What you will do ->
Copy each of the following records line for line, with no changes.

Excerpted records ->
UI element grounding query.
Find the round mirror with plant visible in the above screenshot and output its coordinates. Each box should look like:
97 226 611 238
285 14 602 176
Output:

Task output ->
UI element grounding query.
Find the round mirror with plant visible in the above screenshot and output its coordinates. Each box should look like:
97 226 611 238
285 14 602 176
Output:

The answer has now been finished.